Required action — Would you please repeat the data exactly as given?
==== Record excerpts
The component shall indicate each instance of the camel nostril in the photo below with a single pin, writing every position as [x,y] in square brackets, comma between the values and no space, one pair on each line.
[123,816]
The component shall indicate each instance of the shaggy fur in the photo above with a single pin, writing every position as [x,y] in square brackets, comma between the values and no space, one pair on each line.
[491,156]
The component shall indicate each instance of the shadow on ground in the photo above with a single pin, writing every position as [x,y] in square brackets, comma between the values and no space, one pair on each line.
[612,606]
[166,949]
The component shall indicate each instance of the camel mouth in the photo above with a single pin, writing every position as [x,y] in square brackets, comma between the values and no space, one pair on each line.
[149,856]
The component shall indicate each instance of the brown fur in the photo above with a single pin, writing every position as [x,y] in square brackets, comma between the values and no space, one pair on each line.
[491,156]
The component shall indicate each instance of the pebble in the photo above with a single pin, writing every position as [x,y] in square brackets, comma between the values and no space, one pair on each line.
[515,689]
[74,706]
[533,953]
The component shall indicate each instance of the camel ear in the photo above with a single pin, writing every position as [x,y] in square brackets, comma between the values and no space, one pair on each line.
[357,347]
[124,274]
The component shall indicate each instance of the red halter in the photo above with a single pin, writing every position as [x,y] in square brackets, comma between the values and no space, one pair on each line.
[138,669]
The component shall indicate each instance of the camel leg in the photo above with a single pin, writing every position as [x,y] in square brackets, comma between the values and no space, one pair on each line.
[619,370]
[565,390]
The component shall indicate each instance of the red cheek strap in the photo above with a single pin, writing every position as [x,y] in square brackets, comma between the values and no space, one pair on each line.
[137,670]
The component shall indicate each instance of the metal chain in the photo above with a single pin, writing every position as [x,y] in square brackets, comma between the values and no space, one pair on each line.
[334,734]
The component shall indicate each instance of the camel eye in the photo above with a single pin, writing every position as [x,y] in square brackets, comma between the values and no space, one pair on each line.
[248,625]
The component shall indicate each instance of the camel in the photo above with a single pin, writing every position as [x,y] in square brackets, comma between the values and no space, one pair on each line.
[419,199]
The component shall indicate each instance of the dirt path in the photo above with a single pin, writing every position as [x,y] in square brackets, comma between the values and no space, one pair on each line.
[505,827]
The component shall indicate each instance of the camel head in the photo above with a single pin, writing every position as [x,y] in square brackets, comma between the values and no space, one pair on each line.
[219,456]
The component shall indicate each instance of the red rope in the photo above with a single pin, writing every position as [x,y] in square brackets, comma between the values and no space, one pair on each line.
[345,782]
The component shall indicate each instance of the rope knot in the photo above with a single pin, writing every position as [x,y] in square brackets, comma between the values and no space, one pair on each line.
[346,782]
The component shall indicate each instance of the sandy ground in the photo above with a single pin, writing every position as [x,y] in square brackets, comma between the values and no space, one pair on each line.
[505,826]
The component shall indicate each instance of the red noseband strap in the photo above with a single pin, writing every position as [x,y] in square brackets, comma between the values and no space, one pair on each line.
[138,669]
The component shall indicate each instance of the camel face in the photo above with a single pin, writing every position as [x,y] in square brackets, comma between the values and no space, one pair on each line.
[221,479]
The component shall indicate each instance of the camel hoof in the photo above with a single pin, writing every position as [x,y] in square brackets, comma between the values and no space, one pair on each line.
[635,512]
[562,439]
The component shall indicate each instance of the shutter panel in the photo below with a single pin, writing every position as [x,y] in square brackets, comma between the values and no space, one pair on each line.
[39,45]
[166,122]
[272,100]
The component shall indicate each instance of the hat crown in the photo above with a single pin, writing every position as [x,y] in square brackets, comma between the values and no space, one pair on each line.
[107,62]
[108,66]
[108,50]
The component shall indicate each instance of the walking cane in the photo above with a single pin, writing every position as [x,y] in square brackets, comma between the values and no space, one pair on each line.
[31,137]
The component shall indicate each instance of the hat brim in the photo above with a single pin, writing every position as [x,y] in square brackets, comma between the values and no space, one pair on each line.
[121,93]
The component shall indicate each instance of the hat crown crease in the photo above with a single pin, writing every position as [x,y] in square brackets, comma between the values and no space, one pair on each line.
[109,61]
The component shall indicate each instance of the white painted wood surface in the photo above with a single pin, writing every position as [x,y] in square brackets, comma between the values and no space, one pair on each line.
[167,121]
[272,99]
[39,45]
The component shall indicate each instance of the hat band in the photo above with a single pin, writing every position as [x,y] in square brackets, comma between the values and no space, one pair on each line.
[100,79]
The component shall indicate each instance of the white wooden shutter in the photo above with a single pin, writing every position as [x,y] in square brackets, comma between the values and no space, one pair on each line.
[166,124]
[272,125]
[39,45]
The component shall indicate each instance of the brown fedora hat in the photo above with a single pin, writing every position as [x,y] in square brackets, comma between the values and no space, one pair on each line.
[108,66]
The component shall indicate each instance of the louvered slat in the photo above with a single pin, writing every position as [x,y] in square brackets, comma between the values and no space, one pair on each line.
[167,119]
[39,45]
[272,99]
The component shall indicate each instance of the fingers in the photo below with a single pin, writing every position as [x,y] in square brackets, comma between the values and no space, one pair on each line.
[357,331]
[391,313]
========
Reply to the task —
The component shall indicate each instance of the camel nostril in the photo below with a single pin, writing every position as [x,y] in square brackets, comma between the values and no space, one pair on each line.
[123,816]
The component shall indicate each instance of the shaggy fur in the photo above with a single pin, writing every position as [x,y] in square brackets, comma between the values and no space, one pair on each line.
[491,156]
The component shall indicate each instance of the shadow on ground in the photo above with a single pin, writing every position as [x,y] in square brackets, comma between the values and no space, one pair on each line.
[612,606]
[166,949]
The component shall indicate each instance of the camel mouth in the photo above with a single pin, writing every position as [x,y] in square brackets, comma between the values and no space, one pair on each line.
[149,856]
The component shall indicate each instance of the brown fur in the photo above with a single pin, writing every position as [x,y] in square brackets, comma between the values and no space, one pair on each line.
[491,156]
The component shall indicate each instance of the pebble in the photo above with a single pin, writing every position as [x,y] in square brackets, comma between the values and no space, one pair on each line.
[515,689]
[74,706]
[533,953]
The component shall indicate each instance of the camel ear in the photo above with a single pin, writing every position as [x,y] in square brackets, comma between the values and no space, one pair on each line.
[357,347]
[124,274]
The component shall indicate each instance of the red halter in the photo above with a single pin, writing every position as [x,y] in square brackets, comma between the values and no space, one pair on each line.
[138,669]
The component shall indicate each instance of the camel leg in the photo above with a single pin, writing every position as [x,y] in square brackets, comma between the values and no space, one pair on each line.
[619,370]
[565,390]
The component shall indicate each instance of the red cheek strap in the photo above with a single pin, writing every position as [x,y] in square brackets, comma between the values and no space, one pair on each line.
[137,670]
The component shall indicate each instance of the metal chain in the photo above with a single pin, writing every position as [x,y] in square brackets, comma between the values and no space, one pair on each line.
[334,734]
The component shall indicate each instance of the camel eye in the photo above with a single pin, writing every position as [x,y] in square brackets, comma between the values and no space, one pair on each line.
[248,625]
The component shall indicate each instance of the camel in the photo above with a single pin, writing every position as [x,y] in square brackets, comma between the values and no space, one pair on each line.
[419,199]
The component shall indicate each instance of the dirt path in the photo above with a single pin, writing every position as [x,y] in square brackets, comma between the values and no space, one pair on each line.
[505,827]
The component shall indicate each instance of the camel head in the photo above with a single pin, writing every position as [x,y] in square brackets, comma between the values and no space, one pair on each line.
[219,456]
The component shall indicate each instance of the red rope in the photo above with a single pin, writing every position as [x,y] in square brackets, comma between the values and no space, one pair on each line.
[345,782]
The component shall indicate each instance of the rope knot in the photo above with a single pin, writing every position as [x,y] in square brackets, comma between the values and no space, one pair on each line.
[346,782]
The component shall indicate each instance of the sandy ground in the photo above with a single pin, writing every position as [x,y] in square brackets, comma between the values and no space, one pair on each line.
[505,826]
The component shall indicate each instance of the red noseband strap in the photo above with a single pin, writing every position as [x,y] in square brackets, comma between the values and no space, one pair on each line.
[138,669]
The component shall indicate each instance of the camel face in the photo above with a single pin, writing every position as [x,y] in square brackets, comma between the values and no space, one pair on each line.
[221,479]
The component shall indicate each instance of the camel hoof in the photo above with a single pin, writing every position as [x,y] in square brackets, comma between the values and no space, one pair on each line.
[635,512]
[562,439]
The component shall indicate each instance of the shutter panel in the photo below with a single pin, writing every position as [x,y] in square brackets, comma between the values and no space, one pair on each line.
[39,45]
[166,122]
[272,100]
The component shall indicate each instance of the hat crown in the photo above with a single pin, writing every position as [x,y] in square brackets, comma between the values and no space, one pair on each line.
[107,62]
[108,66]
[108,50]
The component shall indicate each instance of the walking cane in the photo above with a single pin, writing every position as [x,y] in square brackets, comma between the values and no space, one pair on each line.
[31,137]
The component shall indicate each instance of the hat brim in the photo above with a single pin, writing every position as [x,y] in square brackets, comma between the values and no space, one pair on each line.
[121,93]
The component shall indicate each instance of the hat crown crease in the photo above with a single pin, writing every position as [x,y] in square brackets, comma between the values and no space, one pair on each line.
[109,61]
The component shall indicate each instance of the white painted wood surface in the photo above with a single pin, writing every position as [x,y] in square brackets, comma between the values and no space, one pair on each line.
[167,121]
[272,99]
[39,45]
The component shall indicate each instance of the hat band in the photo above with a single pin, writing every position as [x,y] in square brackets, comma between the values and no space, one pair on each line.
[100,79]
The component shall indicate each instance of the white wooden shutter in the photo above with a single pin, writing every position as [x,y] in square brackets, comma between the values and no space, one pair on each line.
[166,124]
[272,125]
[39,45]
The component shall indicate each instance of the brown fedora hat in the photo above with a single pin, writing every position as [x,y] in square brackets, comma between the values and no space, one pair on each line.
[108,66]
The component shall indicate each instance of the louvered slat in the photo above with a single pin, writing every position as [x,y] in square brackets, comma between the values and no space, one pair on each line.
[167,119]
[39,45]
[272,99]
The component shall indicate each instance of the fingers in the photo below with a single pin, writing every position as [x,y] in square brackets, comma between the values and no space, one pair on each line.
[357,331]
[391,313]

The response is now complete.